**What the exercise asks:** Lines with "green": state how many there are in the records below, and nothing else.

**Data extract:**
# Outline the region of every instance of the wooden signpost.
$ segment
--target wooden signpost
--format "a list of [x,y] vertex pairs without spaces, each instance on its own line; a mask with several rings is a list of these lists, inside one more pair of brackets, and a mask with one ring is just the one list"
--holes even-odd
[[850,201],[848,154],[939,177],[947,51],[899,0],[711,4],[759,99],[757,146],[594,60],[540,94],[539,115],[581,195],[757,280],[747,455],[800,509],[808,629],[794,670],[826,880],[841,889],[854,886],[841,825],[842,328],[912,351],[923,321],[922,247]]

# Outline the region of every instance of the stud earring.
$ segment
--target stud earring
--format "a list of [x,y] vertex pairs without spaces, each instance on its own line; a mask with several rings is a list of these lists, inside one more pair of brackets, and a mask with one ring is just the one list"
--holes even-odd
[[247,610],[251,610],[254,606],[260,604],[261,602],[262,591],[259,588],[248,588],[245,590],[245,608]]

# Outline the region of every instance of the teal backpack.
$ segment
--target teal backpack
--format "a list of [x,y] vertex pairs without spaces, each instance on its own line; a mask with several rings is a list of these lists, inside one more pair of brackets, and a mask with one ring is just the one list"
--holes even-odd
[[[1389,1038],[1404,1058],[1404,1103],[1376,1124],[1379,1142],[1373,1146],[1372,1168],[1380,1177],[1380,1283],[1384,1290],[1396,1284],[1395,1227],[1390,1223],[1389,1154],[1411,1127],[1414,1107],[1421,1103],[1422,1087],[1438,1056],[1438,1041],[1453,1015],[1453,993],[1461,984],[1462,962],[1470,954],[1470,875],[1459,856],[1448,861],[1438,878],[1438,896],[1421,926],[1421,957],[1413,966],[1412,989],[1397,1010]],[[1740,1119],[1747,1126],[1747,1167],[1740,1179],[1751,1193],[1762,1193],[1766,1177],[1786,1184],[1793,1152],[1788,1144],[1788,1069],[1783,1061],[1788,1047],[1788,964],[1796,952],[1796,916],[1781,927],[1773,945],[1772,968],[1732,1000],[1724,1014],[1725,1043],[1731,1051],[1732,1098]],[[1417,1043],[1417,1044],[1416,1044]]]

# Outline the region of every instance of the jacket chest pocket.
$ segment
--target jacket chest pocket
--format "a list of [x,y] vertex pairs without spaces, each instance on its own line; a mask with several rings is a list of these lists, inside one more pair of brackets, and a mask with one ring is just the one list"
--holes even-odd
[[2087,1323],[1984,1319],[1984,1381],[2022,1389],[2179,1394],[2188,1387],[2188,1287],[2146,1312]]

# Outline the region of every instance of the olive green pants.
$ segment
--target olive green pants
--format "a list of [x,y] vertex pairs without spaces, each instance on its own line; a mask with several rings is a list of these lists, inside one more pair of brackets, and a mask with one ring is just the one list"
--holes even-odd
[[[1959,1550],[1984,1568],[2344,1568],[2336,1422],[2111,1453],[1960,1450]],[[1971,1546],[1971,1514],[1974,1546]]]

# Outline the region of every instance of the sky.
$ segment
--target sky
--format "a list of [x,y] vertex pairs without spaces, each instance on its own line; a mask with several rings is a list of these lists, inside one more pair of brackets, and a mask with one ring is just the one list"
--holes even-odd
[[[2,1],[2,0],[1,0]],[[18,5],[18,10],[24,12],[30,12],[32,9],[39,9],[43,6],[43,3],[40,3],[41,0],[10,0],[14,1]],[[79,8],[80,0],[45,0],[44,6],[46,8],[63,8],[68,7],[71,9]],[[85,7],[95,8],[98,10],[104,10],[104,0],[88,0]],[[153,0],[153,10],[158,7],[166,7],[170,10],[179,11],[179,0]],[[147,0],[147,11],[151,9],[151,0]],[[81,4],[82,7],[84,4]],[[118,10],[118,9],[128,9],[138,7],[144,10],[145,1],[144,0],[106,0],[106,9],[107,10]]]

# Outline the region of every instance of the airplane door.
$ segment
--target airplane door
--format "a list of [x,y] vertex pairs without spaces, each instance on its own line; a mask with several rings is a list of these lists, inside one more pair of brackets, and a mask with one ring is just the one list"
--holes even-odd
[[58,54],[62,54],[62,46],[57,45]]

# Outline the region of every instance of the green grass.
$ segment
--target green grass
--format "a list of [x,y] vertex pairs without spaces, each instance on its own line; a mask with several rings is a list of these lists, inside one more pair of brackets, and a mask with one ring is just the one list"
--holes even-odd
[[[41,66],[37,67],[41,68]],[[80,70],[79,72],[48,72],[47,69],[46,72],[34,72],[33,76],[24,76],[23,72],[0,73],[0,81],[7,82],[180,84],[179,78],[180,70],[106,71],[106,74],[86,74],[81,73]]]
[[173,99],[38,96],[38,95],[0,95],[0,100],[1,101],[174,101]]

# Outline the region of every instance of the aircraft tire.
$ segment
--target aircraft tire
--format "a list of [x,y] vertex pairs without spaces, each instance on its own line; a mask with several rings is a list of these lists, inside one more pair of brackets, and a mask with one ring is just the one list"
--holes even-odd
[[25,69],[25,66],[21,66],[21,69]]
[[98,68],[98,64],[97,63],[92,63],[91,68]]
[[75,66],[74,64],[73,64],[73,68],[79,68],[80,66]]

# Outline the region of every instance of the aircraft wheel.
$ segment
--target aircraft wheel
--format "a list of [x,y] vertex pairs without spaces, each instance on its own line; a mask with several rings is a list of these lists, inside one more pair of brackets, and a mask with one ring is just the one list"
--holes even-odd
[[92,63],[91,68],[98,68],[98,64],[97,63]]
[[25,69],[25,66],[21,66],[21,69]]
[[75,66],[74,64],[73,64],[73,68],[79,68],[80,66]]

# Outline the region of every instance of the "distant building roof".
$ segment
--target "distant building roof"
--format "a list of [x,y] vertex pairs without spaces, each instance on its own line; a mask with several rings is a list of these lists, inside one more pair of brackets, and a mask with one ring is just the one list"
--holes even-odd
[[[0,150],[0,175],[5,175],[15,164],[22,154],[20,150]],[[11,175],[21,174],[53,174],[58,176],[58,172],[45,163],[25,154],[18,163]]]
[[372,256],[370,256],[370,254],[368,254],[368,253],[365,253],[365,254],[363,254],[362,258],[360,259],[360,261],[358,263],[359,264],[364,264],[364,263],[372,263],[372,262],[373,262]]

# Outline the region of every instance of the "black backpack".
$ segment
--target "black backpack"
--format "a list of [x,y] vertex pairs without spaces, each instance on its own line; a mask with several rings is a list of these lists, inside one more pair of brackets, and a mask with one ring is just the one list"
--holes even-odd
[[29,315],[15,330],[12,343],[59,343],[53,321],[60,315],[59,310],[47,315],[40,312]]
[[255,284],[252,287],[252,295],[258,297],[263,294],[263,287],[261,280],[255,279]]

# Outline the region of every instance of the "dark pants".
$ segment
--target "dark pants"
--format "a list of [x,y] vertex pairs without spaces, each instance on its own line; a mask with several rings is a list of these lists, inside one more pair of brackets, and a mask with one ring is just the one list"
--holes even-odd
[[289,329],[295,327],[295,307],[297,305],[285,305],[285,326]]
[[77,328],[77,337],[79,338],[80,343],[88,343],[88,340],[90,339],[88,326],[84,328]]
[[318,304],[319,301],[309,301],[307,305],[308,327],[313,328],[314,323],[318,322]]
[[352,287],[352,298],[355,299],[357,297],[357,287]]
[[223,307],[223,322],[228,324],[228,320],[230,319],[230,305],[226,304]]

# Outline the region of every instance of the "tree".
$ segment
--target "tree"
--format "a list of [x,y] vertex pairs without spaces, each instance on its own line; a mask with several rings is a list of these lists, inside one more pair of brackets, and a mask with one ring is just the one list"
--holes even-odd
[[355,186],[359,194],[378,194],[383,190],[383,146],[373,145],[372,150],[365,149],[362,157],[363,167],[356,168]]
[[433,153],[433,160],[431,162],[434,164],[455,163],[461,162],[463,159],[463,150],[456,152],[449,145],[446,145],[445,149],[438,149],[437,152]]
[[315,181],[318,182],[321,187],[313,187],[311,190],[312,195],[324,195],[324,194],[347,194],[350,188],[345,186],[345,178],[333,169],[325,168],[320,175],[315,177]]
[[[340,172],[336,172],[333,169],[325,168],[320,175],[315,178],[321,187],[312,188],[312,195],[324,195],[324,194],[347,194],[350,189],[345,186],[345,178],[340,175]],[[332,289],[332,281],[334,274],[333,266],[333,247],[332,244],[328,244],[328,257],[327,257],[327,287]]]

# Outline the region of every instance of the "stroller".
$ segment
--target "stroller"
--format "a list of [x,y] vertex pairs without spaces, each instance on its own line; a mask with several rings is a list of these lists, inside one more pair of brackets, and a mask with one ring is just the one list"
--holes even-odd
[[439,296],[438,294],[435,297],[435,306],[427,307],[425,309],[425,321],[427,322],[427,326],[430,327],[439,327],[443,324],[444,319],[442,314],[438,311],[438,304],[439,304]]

**Finished task:** 4